[Collected data entries]
++++++++++++++++++++
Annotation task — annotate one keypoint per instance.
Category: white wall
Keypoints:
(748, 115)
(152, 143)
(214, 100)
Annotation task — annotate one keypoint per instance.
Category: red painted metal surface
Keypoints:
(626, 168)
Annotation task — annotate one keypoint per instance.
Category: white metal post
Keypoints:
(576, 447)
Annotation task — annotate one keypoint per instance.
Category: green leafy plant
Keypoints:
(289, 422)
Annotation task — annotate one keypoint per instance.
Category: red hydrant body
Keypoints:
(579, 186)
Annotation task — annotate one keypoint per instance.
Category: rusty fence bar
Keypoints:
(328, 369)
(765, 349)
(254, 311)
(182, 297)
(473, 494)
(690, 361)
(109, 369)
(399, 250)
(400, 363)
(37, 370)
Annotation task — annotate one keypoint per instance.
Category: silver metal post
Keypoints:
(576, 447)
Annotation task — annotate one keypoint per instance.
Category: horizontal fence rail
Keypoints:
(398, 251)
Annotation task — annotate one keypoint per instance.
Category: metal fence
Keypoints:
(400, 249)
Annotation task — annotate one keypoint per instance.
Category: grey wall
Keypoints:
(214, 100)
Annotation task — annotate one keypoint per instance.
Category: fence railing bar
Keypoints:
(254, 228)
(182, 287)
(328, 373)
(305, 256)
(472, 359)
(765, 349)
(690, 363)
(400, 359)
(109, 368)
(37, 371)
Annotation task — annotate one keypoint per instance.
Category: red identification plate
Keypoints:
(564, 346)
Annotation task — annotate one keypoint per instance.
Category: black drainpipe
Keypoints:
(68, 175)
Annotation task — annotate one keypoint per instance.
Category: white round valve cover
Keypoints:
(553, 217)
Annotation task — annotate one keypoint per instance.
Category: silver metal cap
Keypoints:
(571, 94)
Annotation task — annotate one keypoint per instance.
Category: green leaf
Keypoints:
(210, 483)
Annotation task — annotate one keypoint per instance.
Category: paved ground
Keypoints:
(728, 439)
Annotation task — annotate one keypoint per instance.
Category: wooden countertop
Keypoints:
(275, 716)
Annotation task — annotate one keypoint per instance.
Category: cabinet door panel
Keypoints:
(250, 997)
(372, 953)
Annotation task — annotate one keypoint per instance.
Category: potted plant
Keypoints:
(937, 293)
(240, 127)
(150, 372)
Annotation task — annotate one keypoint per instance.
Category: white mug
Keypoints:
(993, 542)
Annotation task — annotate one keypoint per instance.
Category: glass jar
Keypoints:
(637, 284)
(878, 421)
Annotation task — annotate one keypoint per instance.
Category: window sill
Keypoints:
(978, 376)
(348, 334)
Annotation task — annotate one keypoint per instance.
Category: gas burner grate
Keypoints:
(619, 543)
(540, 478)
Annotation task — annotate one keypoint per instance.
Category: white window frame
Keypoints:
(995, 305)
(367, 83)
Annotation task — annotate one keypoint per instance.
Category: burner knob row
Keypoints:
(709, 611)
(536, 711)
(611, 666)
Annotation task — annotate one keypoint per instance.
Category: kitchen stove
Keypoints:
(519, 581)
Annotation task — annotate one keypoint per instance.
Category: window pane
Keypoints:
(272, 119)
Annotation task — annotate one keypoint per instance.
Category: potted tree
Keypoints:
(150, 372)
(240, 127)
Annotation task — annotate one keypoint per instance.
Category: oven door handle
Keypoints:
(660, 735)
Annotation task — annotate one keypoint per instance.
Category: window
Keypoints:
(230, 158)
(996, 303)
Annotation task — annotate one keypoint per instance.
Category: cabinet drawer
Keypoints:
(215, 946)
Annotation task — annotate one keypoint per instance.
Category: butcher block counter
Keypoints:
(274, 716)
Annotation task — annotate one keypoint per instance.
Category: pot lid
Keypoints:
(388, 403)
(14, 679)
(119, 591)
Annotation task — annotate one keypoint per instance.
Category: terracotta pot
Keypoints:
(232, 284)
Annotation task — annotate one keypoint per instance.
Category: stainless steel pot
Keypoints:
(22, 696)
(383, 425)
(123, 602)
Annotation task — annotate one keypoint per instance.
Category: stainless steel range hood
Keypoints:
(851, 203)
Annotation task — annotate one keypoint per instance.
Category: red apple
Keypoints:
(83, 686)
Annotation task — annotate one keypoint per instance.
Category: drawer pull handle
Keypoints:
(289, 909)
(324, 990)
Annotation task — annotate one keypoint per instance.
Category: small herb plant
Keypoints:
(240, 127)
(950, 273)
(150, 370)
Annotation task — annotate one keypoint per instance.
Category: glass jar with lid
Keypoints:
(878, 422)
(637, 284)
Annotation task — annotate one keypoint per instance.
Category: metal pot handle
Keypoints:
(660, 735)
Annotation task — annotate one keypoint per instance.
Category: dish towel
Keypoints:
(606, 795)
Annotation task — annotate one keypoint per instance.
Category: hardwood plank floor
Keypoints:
++++++++++++++++++++
__WORK INSTRUCTION__.
Copy the records above exactly, beginning at the line that contains "Category: red painted metal surface" and stopping after the line that contains "Category: rusty fence bar".

__COMPLETED EXERCISE__.
Category: red painted metal surface
Keypoints:
(626, 168)
Annotation task — annotate one keypoint per instance.
Category: white metal post
Keypoints:
(576, 447)
Annotation task — annotate one keypoint per instance.
Category: green leafy plant
Keypoints:
(289, 422)
Annotation task — annotate one keypoint per instance.
Category: red hydrant body
Keypoints:
(579, 186)
Annotation task — annotate one keypoint per instance.
Category: rusty fence bar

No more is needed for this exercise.